• **Your task**: Reproduce every item below word for word, with no changes.
=-=-=-=-=
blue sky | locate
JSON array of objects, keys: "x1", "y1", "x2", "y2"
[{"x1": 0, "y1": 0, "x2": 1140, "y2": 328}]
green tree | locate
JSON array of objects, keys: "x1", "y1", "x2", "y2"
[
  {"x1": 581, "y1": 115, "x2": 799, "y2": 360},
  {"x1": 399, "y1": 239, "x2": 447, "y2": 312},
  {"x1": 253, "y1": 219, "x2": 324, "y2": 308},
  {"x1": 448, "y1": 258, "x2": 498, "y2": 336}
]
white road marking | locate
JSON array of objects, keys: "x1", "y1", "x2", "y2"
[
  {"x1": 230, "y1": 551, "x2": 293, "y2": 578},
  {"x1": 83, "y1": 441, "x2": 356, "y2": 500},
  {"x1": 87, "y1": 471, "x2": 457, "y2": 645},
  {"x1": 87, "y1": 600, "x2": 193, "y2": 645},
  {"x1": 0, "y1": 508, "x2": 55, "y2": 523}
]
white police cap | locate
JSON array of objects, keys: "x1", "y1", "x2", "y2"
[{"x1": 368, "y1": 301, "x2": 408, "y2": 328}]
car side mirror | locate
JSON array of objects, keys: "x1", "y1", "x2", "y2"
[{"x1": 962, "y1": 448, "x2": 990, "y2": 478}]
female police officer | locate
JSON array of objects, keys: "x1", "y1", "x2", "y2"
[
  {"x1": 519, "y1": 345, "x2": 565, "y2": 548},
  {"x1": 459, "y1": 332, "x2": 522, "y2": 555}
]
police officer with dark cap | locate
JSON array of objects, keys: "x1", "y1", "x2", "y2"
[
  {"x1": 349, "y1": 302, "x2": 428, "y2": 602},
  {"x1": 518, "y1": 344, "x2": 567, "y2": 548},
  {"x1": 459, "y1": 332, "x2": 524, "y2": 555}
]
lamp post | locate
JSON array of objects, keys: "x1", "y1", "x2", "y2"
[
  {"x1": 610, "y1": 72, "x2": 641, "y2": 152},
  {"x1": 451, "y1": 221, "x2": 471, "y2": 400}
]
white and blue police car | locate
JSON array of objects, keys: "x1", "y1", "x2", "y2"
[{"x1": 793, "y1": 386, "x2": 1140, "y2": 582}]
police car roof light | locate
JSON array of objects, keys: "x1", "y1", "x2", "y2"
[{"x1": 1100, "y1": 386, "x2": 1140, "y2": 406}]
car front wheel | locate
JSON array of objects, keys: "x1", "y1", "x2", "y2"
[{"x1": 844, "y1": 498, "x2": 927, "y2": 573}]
=-=-=-=-=
• **Solved problem**:
blue sky | locate
JSON array of objects, keys: "x1", "y1", "x2", "y2"
[{"x1": 0, "y1": 0, "x2": 1140, "y2": 328}]
green tree | locate
JSON array of objects, keys: "x1", "y1", "x2", "y2"
[
  {"x1": 581, "y1": 115, "x2": 799, "y2": 360},
  {"x1": 399, "y1": 239, "x2": 447, "y2": 312},
  {"x1": 253, "y1": 219, "x2": 324, "y2": 308},
  {"x1": 448, "y1": 258, "x2": 498, "y2": 336}
]
white road marking | locate
JSON array of objects, keys: "x1", "y1", "x2", "y2"
[
  {"x1": 230, "y1": 551, "x2": 293, "y2": 578},
  {"x1": 83, "y1": 441, "x2": 356, "y2": 500},
  {"x1": 87, "y1": 471, "x2": 457, "y2": 645},
  {"x1": 87, "y1": 600, "x2": 193, "y2": 645},
  {"x1": 0, "y1": 508, "x2": 55, "y2": 523}
]
white police cap | locate
JSON array of objects, keys: "x1", "y1", "x2", "y2"
[{"x1": 368, "y1": 301, "x2": 408, "y2": 328}]
car side mirror | locate
JSON array of objects, keys: "x1", "y1", "x2", "y2"
[{"x1": 962, "y1": 448, "x2": 990, "y2": 478}]
female police officer | locate
JSON array of objects, keys: "x1", "y1", "x2", "y2"
[
  {"x1": 519, "y1": 345, "x2": 565, "y2": 548},
  {"x1": 459, "y1": 332, "x2": 522, "y2": 555}
]
police officer with dark cap | locate
JSON array of objects, keys: "x1", "y1", "x2", "y2"
[
  {"x1": 349, "y1": 302, "x2": 428, "y2": 602},
  {"x1": 518, "y1": 344, "x2": 567, "y2": 548},
  {"x1": 459, "y1": 332, "x2": 524, "y2": 555}
]
lamp post | locate
JSON array of objects, keys: "x1", "y1", "x2", "y2"
[
  {"x1": 610, "y1": 72, "x2": 641, "y2": 152},
  {"x1": 451, "y1": 221, "x2": 471, "y2": 400}
]
white and blue police car | locate
JSON array of objects, keys: "x1", "y1", "x2", "y2"
[{"x1": 793, "y1": 386, "x2": 1140, "y2": 582}]
police car roof light | locate
JSON array of objects, keys: "x1", "y1", "x2", "y2"
[{"x1": 1100, "y1": 386, "x2": 1140, "y2": 406}]
car front wheel | locate
JSON array of objects, keys: "x1", "y1", "x2", "y2"
[{"x1": 844, "y1": 498, "x2": 927, "y2": 573}]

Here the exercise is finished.